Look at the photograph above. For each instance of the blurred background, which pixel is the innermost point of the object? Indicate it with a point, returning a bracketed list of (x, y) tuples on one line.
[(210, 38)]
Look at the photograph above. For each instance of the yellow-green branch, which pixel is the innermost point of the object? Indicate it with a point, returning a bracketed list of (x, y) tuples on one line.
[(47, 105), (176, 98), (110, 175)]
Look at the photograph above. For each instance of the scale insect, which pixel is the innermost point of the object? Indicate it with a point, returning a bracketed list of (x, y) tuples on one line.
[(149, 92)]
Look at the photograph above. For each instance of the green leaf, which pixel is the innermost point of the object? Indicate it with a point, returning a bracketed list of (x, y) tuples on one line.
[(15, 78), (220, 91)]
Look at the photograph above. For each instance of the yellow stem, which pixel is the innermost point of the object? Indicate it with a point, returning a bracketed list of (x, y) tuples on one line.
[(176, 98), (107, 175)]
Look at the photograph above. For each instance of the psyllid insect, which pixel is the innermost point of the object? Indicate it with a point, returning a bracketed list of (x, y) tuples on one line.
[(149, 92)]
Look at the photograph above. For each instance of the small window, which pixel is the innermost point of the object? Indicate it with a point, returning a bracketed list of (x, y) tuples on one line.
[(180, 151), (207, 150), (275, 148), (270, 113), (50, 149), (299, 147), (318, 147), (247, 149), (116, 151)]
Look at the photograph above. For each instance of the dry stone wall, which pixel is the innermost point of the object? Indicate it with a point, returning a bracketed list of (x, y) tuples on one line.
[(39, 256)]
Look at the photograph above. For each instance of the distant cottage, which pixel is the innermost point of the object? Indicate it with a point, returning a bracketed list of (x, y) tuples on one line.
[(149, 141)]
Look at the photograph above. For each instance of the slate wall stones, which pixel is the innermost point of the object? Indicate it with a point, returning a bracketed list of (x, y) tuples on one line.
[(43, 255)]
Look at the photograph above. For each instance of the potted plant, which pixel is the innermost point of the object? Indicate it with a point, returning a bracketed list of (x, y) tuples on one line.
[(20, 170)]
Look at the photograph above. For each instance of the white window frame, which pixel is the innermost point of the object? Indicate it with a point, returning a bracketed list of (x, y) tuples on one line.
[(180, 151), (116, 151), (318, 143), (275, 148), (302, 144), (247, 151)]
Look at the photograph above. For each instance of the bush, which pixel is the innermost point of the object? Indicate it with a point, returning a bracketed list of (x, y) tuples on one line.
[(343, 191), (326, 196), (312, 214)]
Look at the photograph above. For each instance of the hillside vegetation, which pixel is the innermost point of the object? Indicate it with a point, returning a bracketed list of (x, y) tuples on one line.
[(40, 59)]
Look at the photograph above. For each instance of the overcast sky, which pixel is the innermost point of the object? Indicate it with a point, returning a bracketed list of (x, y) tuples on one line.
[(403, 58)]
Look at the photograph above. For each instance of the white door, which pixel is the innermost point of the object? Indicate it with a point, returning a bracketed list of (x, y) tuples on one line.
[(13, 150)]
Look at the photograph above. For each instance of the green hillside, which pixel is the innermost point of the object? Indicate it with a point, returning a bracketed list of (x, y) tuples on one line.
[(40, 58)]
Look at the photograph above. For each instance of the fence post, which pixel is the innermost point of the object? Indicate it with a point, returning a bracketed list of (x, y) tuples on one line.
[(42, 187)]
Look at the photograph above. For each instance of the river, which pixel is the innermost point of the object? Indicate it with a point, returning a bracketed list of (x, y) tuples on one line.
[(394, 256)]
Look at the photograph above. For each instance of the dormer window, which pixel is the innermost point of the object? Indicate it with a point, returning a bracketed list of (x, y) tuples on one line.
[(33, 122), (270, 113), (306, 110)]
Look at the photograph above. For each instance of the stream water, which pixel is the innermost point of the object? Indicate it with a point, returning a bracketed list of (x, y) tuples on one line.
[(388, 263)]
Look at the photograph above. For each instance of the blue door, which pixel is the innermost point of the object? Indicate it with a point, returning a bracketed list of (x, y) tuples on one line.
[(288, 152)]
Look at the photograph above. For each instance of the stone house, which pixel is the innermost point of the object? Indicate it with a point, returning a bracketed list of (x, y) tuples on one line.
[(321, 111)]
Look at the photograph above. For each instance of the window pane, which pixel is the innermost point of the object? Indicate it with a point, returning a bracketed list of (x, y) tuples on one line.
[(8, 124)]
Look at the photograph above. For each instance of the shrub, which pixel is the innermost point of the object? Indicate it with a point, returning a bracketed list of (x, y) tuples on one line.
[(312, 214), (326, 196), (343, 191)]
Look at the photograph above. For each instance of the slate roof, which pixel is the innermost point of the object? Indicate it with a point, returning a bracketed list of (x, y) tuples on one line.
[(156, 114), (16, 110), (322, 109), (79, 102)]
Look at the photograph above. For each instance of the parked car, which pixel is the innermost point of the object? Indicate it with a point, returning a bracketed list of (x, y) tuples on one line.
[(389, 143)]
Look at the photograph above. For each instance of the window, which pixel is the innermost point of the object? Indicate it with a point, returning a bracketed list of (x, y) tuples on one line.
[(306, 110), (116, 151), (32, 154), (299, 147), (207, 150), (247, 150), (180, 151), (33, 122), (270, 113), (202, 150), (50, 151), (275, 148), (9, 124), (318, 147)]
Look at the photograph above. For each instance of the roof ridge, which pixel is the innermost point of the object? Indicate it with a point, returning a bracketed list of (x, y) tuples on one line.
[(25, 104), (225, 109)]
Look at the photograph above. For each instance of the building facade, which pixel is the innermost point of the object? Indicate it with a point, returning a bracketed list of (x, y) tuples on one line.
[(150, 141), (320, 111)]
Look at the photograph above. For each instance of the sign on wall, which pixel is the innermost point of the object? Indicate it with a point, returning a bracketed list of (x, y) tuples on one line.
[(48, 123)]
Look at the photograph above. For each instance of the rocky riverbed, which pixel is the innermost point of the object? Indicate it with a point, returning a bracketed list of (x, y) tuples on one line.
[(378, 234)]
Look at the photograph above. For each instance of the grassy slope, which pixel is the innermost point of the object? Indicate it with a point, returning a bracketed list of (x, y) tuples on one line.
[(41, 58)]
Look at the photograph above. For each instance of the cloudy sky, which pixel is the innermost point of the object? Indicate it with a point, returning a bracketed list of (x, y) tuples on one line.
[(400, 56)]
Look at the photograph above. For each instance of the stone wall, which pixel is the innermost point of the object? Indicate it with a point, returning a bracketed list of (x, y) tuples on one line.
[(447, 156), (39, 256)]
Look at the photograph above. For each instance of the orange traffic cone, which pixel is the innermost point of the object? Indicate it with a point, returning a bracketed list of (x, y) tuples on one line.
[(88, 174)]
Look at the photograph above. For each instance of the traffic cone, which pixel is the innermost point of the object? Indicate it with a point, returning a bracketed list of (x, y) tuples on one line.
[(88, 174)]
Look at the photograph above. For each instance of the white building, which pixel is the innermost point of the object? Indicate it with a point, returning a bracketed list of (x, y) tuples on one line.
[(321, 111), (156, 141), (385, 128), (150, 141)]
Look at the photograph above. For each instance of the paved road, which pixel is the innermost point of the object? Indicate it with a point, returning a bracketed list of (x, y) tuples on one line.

+---+

-- What is required --
Print the material exactly. Include every line.

-- Completed task --
Look at the photograph above. For each instance of the blurred background, which pixel is the innermost point of the object? Indicate it with a point, returning a bracketed list of (x, y) tuples on one line.
[(210, 38)]
Look at the photograph above. For each instance of the yellow-green branch, which pixel is the innermost point of the object? Indicate it with a point, returning a bracketed list of (x, y) tuples on one line.
[(47, 105), (176, 98), (110, 175)]
Look at the photograph above. For each instance of the scale insect, which pixel is the innermost point of the object? Indicate it with a point, returning a bracketed list of (x, y) tuples on one line.
[(149, 92)]
Look at the photograph above. For each instance of the green leaf, which pixel is the innermost point of the object? Indicate it with a point, returning a bracketed list of (x, y) tuples on one line.
[(15, 78), (220, 91)]
Look at the photograph above. For each instance of the yellow stem, which pixel is the innermost point of the object? Indicate it with a point, returning a bracketed list of (x, y) tuples on one line.
[(176, 98), (107, 175)]
Look at the photograph above. For each instance of the psyllid insect, which pixel is the innermost point of the object? Indicate it with a point, returning a bracketed list of (x, y) tuples on one line.
[(149, 92)]
Look at the photograph above. For each instance of the small window, which pixel is the innermost point of the object? Indicate it with a point, returning a bracketed list of (x, y) tuples on one line.
[(180, 151), (207, 150), (275, 148), (270, 113), (50, 149), (299, 147), (318, 147), (247, 149), (116, 151)]
Look at the photograph above. For each instance of the dry stone wall, which pixel is the innermost point of the object? Indicate it with a point, returning a bracketed list of (x, y) tuples on one line.
[(39, 256)]
Look at the photograph above. For each instance of the distant cottage, which pixel is the innermost point of the object? Indicate it with a point, returning a bracketed list of (x, y) tuples on one line.
[(149, 141)]
Look at the photograph above. For each instance of the slate wall stones, which pixel is the innermost point of the object? Indicate it with a point, returning a bracketed list of (x, y) tuples on one line.
[(43, 255)]
Look at the photograph above. For each instance of the potted plant, which pixel is the innermost point of the object? Indicate it with a point, returning a bracketed list of (x, y) tuples on one line.
[(20, 170)]
Look at the photograph above. For each instance of the white window frame, which pixel is the innermost point of the object? Indicate it with a point, returning a bracketed list of (x, y) tuples on one line.
[(180, 151), (116, 151), (318, 143), (275, 148), (302, 144), (247, 151)]
Look at the photograph above. For each instance of the bush, which pixel is the innermost point of the object? Indicate it with a point, returning a bracketed list of (x, y) tuples on one line.
[(343, 191), (326, 196), (312, 214)]
Look at the photograph above. For each instance of the hillside vegetation, which pixel is the innermost point of the object? Indicate it with a point, returning a bracketed list of (x, y) tuples on one line.
[(40, 59)]
Look at the photograph above. For each instance of the overcast sky, which pixel is the innermost point of the object? Indicate it with a point, returning a bracketed list of (x, y) tuples on one line.
[(403, 58)]
Look at the photograph above. For each instance of the white door, which pixel is the innermost point of the object? Indicate it with a point, returning a bracketed list of (x, y) tuples on one line.
[(13, 150)]
Look at the photograph above. For each instance of the green hillside, which pixel is the innermost point of the object? Indicate it with a point, returning a bracketed list of (x, y) tuples on one line.
[(40, 58)]
Look at the photograph above. For each instance of the fence post, which pixel is the innermost point of the object? Indicate it with a point, returning a bracketed list of (x, y) tuples on one line.
[(42, 187)]
Look at the photograph above. For each instance of the river, which pixel is the innermost point of the object? Indicate it with a point, returning a bracketed list of (x, y) tuples on one line.
[(394, 256)]
Look at the photograph above. For each instance of the dormer window, which pixel is the innermost point of the object? Indicate it with a point, returning a bracketed list of (x, y) tuples on one line.
[(33, 122), (270, 113), (306, 110)]
Look at the photograph above. For each instance of the stream water, which pixel is the innermost point of the object? Indicate it with a point, returning a bracketed list of (x, y) tuples on one line.
[(388, 263)]
Look at the photograph above. For each instance of the blue door, which pixel is the innermost point of the object? Indicate it with a point, returning a bracketed list of (x, y) tuples on one line.
[(288, 152)]
Look at the photograph above. For each instance of the stone house, which pixel is the innermost point of the object? Indicate it with a point, returning a bracketed list of (x, y) tuples on one line.
[(321, 111)]
Look at the photograph above. For each instance of the window pane, which pixel is the innermost point of the object? Indicate it with a point, returning a bracketed list of (x, y) tuples on one line.
[(8, 124)]
Look at the photograph above. For each instance of the shrub, which pixel is the innermost point of the object? Indicate it with a point, returning a bracketed list of (x, y) tuples on one line.
[(312, 214), (326, 196), (343, 191)]
Look at the photograph above. For each instance of the slate roof, which pixel is the innermost point of the object? Indicate it with a point, returning a bracketed list of (x, y) tuples on one line.
[(156, 114), (16, 110), (322, 109), (79, 102)]
Look at the photograph above. For each instance of the parked car, which pixel is the innermost point of the object? Indicate it with a point, returning a bracketed list of (x, y) tuples on one line.
[(389, 143)]
Look at the photograph above. For each instance of the window, which pixel is the innermost point of the object? Indicate it with a point, returning a bracketed list of (x, y) tuples on one line.
[(306, 110), (116, 151), (32, 154), (299, 147), (207, 150), (247, 150), (180, 151), (33, 122), (270, 113), (202, 150), (50, 151), (275, 148), (9, 124), (318, 147)]
Look at the photograph above. For each instance of the roof ridge, which pixel is the innermost point of the object? Indicate it with a point, returning a bracketed list of (x, y) tuples on one line.
[(25, 104), (225, 109)]
Look at the photograph above. For each instance of the building facade, which pixel is the innermost point of the object? Indicate it with a point, returning a bracketed list of (x, y) tuples on one line.
[(150, 141), (320, 111)]
Look at the photograph above. For each instance of the sign on wall, which pixel is the innermost point of the object? Indicate it with a point, returning a bracketed list of (x, y) tuples on one line.
[(48, 123)]
Look at the photograph above. For each instance of the rocky riverbed, which pixel is the innermost point of the object? Indicate it with a point, returning a bracketed list of (x, y) tuples on one line.
[(378, 234)]
Look at the photograph above. For each instance of the grassy slope, which pixel is the innermost point of the object? Indicate it with a point, returning a bracketed list of (x, y) tuples on one line.
[(41, 58)]
Look at the photograph above. For each instance of the cloudy sky, which pixel is the innermost point of the object? Indicate it with a point, returning a bracketed list of (x, y) tuples on one line.
[(400, 56)]
Look at the photograph above. For each instance of the stone wall, which pixel is the innermost point of the object? Indicate it with a point, returning a bracketed list of (x, y) tuples on one line.
[(447, 156), (39, 256)]
Look at the photograph above. For each instance of the orange traffic cone, which pixel is the innermost point of the object? Indicate it with a point, returning a bracketed list of (x, y) tuples on one line.
[(88, 174)]
Look at the photograph above. For each instance of the traffic cone, which pixel is the innermost point of the object? Indicate it with a point, returning a bracketed list of (x, y) tuples on one line.
[(88, 174)]
Look at the photograph above. For each instance of the white building, which pixel is the innermost point of the object? Indicate it with a point, returning a bracketed list of (x, y) tuples on one line.
[(321, 111), (156, 141), (385, 128), (150, 141)]
Look at the photograph above. For each instance of the paved road, which pixel is the innermost point of the object? Indicate it with a point, returning a bracketed list of (x, y) tuples on one line.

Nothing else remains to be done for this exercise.